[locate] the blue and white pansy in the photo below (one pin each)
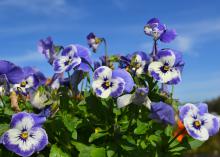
(67, 61)
(198, 122)
(108, 82)
(32, 79)
(25, 136)
(167, 67)
(136, 63)
(159, 31)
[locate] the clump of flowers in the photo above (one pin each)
(120, 105)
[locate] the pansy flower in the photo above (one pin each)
(140, 97)
(32, 79)
(198, 122)
(108, 82)
(73, 56)
(167, 67)
(158, 30)
(93, 41)
(25, 136)
(136, 63)
(10, 73)
(162, 112)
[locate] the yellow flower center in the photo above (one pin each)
(24, 135)
(197, 123)
(166, 68)
(24, 83)
(107, 84)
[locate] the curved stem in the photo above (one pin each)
(177, 135)
(154, 53)
(106, 51)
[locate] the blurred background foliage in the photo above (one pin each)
(210, 148)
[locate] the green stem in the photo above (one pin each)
(177, 135)
(106, 51)
(2, 101)
(155, 48)
(70, 84)
(172, 92)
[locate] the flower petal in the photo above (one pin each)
(129, 82)
(124, 100)
(102, 73)
(22, 120)
(13, 73)
(166, 56)
(187, 110)
(13, 143)
(168, 36)
(117, 87)
(199, 134)
(211, 123)
(38, 138)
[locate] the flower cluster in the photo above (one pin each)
(126, 109)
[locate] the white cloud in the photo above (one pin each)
(46, 7)
(30, 56)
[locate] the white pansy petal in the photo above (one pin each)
(211, 123)
(170, 75)
(118, 85)
(124, 100)
(103, 93)
(155, 71)
(13, 136)
(97, 83)
(199, 134)
(30, 82)
(25, 123)
(167, 56)
(102, 73)
(59, 64)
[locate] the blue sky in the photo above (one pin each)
(121, 22)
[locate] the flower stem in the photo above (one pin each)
(177, 135)
(106, 51)
(154, 53)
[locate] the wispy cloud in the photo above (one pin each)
(29, 56)
(46, 7)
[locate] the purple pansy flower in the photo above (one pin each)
(47, 48)
(198, 122)
(136, 63)
(10, 73)
(108, 82)
(73, 56)
(140, 97)
(167, 67)
(93, 41)
(25, 136)
(32, 79)
(159, 31)
(162, 112)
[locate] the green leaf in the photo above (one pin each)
(95, 136)
(177, 149)
(169, 130)
(71, 122)
(3, 128)
(57, 152)
(98, 152)
(141, 128)
(195, 143)
(154, 139)
(89, 151)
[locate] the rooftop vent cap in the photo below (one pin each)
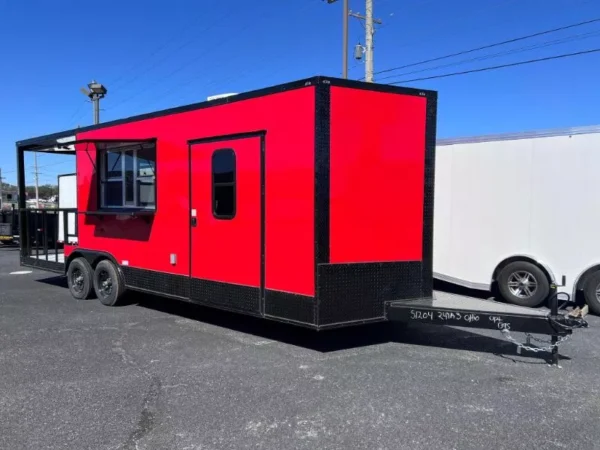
(214, 97)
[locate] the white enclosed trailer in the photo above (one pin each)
(522, 212)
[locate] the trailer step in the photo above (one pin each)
(486, 314)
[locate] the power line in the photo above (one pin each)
(165, 45)
(501, 66)
(509, 41)
(178, 86)
(502, 53)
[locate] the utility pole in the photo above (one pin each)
(36, 175)
(1, 180)
(345, 14)
(96, 92)
(369, 32)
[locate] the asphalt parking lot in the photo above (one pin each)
(156, 374)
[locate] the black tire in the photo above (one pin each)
(524, 284)
(108, 284)
(591, 292)
(80, 279)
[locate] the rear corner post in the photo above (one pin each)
(21, 200)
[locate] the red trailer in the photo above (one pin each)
(289, 203)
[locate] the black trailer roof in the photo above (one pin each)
(50, 139)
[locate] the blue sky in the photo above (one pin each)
(157, 54)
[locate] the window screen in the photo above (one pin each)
(223, 177)
(129, 176)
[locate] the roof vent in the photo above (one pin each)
(214, 97)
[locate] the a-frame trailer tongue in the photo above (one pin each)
(492, 315)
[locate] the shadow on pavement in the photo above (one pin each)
(444, 286)
(344, 338)
(58, 280)
(331, 340)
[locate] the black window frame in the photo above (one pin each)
(217, 184)
(102, 150)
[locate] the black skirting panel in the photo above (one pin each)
(159, 282)
(225, 295)
(51, 266)
(356, 292)
(293, 307)
(233, 297)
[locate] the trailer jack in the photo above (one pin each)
(487, 314)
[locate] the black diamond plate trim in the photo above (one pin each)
(428, 205)
(225, 295)
(322, 176)
(51, 266)
(156, 282)
(288, 306)
(351, 292)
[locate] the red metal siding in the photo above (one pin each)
(377, 176)
(287, 117)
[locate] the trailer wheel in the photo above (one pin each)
(523, 283)
(591, 292)
(108, 284)
(80, 279)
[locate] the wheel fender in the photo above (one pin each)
(523, 257)
(93, 257)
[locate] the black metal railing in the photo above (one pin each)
(9, 222)
(42, 243)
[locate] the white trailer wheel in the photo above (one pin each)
(523, 283)
(591, 292)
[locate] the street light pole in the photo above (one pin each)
(96, 92)
(345, 14)
(369, 42)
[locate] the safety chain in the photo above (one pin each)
(520, 346)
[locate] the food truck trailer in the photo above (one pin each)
(286, 203)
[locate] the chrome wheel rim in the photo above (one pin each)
--
WORK REQUIRED: Make an exact copy of the data, leaving its pictures out.

SOLUTION FOR THIS PROBLEM:
[locate] the blue and white pansy in the photo below (one pin each)
(67, 61)
(198, 122)
(108, 82)
(32, 79)
(25, 136)
(167, 67)
(136, 63)
(159, 31)
[locate] the clump of flowers in the photo above (one pin each)
(120, 105)
[locate] the pansy flower in the photo above (one pin each)
(140, 97)
(32, 79)
(198, 122)
(108, 82)
(73, 56)
(167, 67)
(158, 30)
(93, 41)
(25, 136)
(136, 63)
(10, 73)
(162, 112)
[locate] the yellow flower center in the photo above (one pin each)
(24, 135)
(197, 123)
(166, 68)
(24, 83)
(107, 84)
[locate] the curved stem in the photo above (one pin each)
(177, 135)
(154, 53)
(106, 51)
[locate] the blurred background foliage in the photo above (one pin each)
(210, 148)
[locate] the green stem in the photo above (one pin each)
(177, 135)
(106, 51)
(2, 101)
(155, 48)
(70, 84)
(172, 92)
[locate] the flower petal in the photo above (one pin each)
(129, 82)
(124, 100)
(102, 73)
(22, 120)
(13, 73)
(166, 56)
(187, 110)
(13, 143)
(168, 36)
(117, 87)
(199, 134)
(211, 123)
(38, 138)
[locate] the flower cluster in the photo above (one pin each)
(126, 109)
[locate] the white cloud in the photo above (one pin each)
(46, 7)
(30, 56)
[locate] the white pansy petal in the photo above (one pin each)
(211, 123)
(170, 75)
(118, 85)
(124, 100)
(103, 93)
(155, 71)
(13, 136)
(97, 83)
(199, 134)
(30, 82)
(25, 123)
(167, 56)
(102, 73)
(59, 64)
[locate] the blue sky in the photo above (one pin each)
(121, 22)
[locate] the flower stem in the photo above (one pin each)
(177, 135)
(106, 51)
(154, 53)
[locate] the wispy cloud in the photo above (one pin each)
(29, 56)
(46, 7)
[locate] the purple pansy flower in the photo above (one pin each)
(47, 48)
(198, 122)
(136, 63)
(10, 73)
(108, 82)
(73, 56)
(140, 97)
(167, 67)
(93, 41)
(25, 136)
(32, 79)
(159, 31)
(162, 112)
[locate] the green leaf in the photo above (one pin each)
(95, 136)
(177, 149)
(169, 130)
(71, 122)
(3, 128)
(57, 152)
(98, 152)
(141, 128)
(195, 143)
(154, 139)
(89, 151)
[locate] the rooftop vent cap in the photo below (one pin each)
(214, 97)
[locate] the white enclosed trailer in the photo above (one pin each)
(522, 212)
[locate] the trailer step in the photo above (one pin each)
(486, 314)
[locate] the power line in the photo above (one pin each)
(165, 45)
(501, 66)
(509, 41)
(178, 86)
(502, 53)
[locate] the utility pole in the photo above (one pin each)
(36, 175)
(1, 180)
(345, 14)
(96, 92)
(369, 32)
[locate] the asphalt parking lot in the photo above (one pin each)
(156, 374)
[locate] the black tire in the photo above (one pin each)
(524, 284)
(108, 284)
(591, 292)
(80, 279)
[locate] the rear corner post in the photo above (one pin each)
(21, 200)
[locate] the red trailer in the photo above (one pin each)
(289, 203)
[locate] the black trailer roof in the photo above (one pin each)
(50, 139)
[locate] the blue sky in the photo above (one pin each)
(157, 54)
[locate] the window screen in the photo above (one pin each)
(223, 177)
(129, 176)
[locate] the roof vent in the photo above (one pin each)
(214, 97)
[locate] the a-frame trailer tongue in the photo above (one pin each)
(492, 315)
[locate] the shadow on pavement in the photo above (one pin each)
(444, 286)
(344, 338)
(58, 280)
(331, 340)
[locate] the black window frame in the photo above (one pin each)
(217, 184)
(102, 150)
[locate] the black skirting panel in the photo above (one pin each)
(159, 282)
(225, 295)
(51, 266)
(356, 292)
(293, 307)
(233, 297)
[locate] the trailer jack in the photo above (one pin each)
(487, 314)
[locate] the black diamond plate trim in the photo above (one pin each)
(428, 205)
(225, 295)
(322, 176)
(51, 266)
(156, 282)
(288, 306)
(351, 292)
[locate] the red metal siding in the photo above (one pin each)
(377, 176)
(287, 117)
[locate] the trailer wheel in the photo above (one pin each)
(523, 283)
(591, 292)
(108, 284)
(80, 279)
[locate] the wheel fender in the photo above (one pin each)
(523, 257)
(93, 257)
[locate] the black metal railing in the photo above (one pin each)
(9, 222)
(42, 243)
[locate] the white trailer wheel in the photo above (one pin each)
(523, 283)
(591, 292)
[locate] the street light pole in the photo above (one pin each)
(96, 92)
(345, 14)
(369, 42)
[locate] the safety chain in the photo above (one pin each)
(520, 346)
[locate] the food truck trailer in the photo above (one pin each)
(286, 203)
[locate] the chrome wheel rim in the photo above (one pin each)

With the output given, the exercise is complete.